## [Work instruction]
Retype the records exactly, including every line.

## [Provided data]
==========

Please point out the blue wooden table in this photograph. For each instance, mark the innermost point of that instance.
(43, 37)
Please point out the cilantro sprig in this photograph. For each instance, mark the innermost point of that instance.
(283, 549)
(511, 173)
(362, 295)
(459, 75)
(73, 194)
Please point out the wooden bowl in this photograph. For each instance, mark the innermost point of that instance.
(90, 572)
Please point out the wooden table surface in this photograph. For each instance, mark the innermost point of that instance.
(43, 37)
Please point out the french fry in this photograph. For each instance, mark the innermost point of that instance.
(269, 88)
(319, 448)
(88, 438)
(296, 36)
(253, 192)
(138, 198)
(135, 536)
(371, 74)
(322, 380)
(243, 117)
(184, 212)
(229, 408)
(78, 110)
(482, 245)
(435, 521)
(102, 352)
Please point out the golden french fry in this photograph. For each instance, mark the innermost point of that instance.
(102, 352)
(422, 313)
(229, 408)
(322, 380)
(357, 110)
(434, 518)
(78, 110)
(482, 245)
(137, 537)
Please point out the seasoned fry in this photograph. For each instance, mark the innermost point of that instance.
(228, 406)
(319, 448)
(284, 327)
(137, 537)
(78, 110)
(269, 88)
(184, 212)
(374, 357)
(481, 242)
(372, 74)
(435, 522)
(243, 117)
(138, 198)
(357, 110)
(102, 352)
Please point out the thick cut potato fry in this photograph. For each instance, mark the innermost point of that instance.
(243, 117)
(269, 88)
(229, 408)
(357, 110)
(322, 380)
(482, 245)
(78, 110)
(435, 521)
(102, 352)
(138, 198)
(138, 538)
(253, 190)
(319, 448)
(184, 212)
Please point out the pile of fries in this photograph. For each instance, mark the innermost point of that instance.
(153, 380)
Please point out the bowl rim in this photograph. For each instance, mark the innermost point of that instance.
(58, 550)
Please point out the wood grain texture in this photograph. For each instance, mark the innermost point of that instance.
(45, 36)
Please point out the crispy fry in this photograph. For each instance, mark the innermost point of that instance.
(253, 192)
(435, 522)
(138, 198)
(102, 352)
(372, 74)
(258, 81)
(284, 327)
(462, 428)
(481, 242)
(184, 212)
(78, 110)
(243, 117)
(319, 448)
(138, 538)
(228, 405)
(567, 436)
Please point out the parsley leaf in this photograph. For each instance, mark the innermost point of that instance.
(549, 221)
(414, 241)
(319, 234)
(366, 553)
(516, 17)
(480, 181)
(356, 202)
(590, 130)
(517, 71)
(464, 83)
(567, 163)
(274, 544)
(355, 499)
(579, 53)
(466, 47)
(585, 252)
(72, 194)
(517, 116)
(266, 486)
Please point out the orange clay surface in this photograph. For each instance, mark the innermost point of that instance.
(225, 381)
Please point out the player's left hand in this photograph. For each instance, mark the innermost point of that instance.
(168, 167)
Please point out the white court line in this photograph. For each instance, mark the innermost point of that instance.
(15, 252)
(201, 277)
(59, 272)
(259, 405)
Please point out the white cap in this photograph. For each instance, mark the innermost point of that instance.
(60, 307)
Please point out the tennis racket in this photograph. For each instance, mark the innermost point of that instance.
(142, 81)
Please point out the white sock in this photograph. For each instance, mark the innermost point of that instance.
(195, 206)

==========

## [Written answer]
Please point out the blue wooden table in this photograph. For each instance, mark the innermost point of that instance.
(43, 37)
Please point out the cilantro sprig in this photograph. For each instance, mark the innermost point of that instance.
(283, 549)
(511, 173)
(362, 295)
(459, 75)
(73, 194)
Please point out the wooden bowl in this photograph. For each instance, mark the innermost point of that instance.
(90, 572)
Please point out the wooden table surface in this photograph. For each instance, mark the innermost point of that instance.
(43, 37)
Please point out the french fry in this photograph. For each instance, mark the innermost point of that instance.
(269, 88)
(319, 448)
(88, 438)
(296, 36)
(253, 192)
(138, 198)
(135, 536)
(371, 74)
(322, 380)
(243, 117)
(184, 212)
(229, 408)
(78, 110)
(482, 245)
(435, 521)
(102, 352)
Please point out the golden french fry in this photograph. For each instance, mark the innermost point of that instance.
(102, 352)
(422, 313)
(229, 408)
(322, 380)
(357, 110)
(434, 518)
(78, 110)
(482, 245)
(137, 537)
Please point out the seasoned fry in this photograph. For each instance, mark the innermost point of that instance.
(228, 406)
(319, 448)
(284, 327)
(137, 537)
(78, 110)
(269, 88)
(184, 212)
(374, 357)
(481, 242)
(372, 74)
(435, 522)
(243, 117)
(138, 198)
(357, 110)
(102, 352)
Please point out the thick cut potato fry in this photograph. For each instance, mark the innermost point of that instance.
(243, 117)
(269, 88)
(229, 408)
(357, 110)
(322, 380)
(482, 245)
(78, 110)
(435, 521)
(102, 352)
(138, 198)
(138, 538)
(253, 190)
(319, 448)
(184, 212)
Please point out the pile of fries in this photograph. For each instance, mark the innermost point of that instance.
(153, 380)
Please point out the bowl rim in this photograph. For each instance, mark the innermost point of that instance.
(58, 550)
Please point out the wood grain texture in this photograph. For each instance, mark the innermost point of that instance.
(45, 36)
Please point out the crispy fry in this photograph. For each instance, mark the innermost point of that instance.
(253, 192)
(435, 522)
(138, 198)
(102, 352)
(372, 74)
(258, 81)
(284, 327)
(462, 428)
(481, 242)
(184, 212)
(78, 110)
(243, 117)
(319, 448)
(138, 538)
(228, 405)
(567, 436)
Please point out the parsley leaf in this photograph. For each instance, mark the innermost point of that instance.
(549, 221)
(414, 241)
(319, 234)
(366, 553)
(516, 17)
(480, 181)
(356, 202)
(590, 130)
(517, 71)
(464, 83)
(567, 163)
(274, 544)
(355, 499)
(579, 53)
(466, 47)
(585, 252)
(72, 194)
(517, 116)
(266, 486)
Please point out the orange clay surface in this photograph. For each instance, mark the innermost point of that instance.
(225, 381)
Please point out the player's left hand in this photograph. For each instance, mark the innermost point of that instance.
(168, 167)
Please point out the white court line in this photograph. For each instance, mark the innermost point of that instance.
(15, 252)
(201, 277)
(59, 272)
(259, 405)
Please point out the white cap in this photograph. For each instance, mark the innermost point of that instance.
(60, 307)
Please point out the tennis racket in this photograph. For each instance, mark the innermost point of that instance.
(142, 81)
Please point out the white sock in this photograph. For each instance, mark the innermost point of that instance.
(195, 206)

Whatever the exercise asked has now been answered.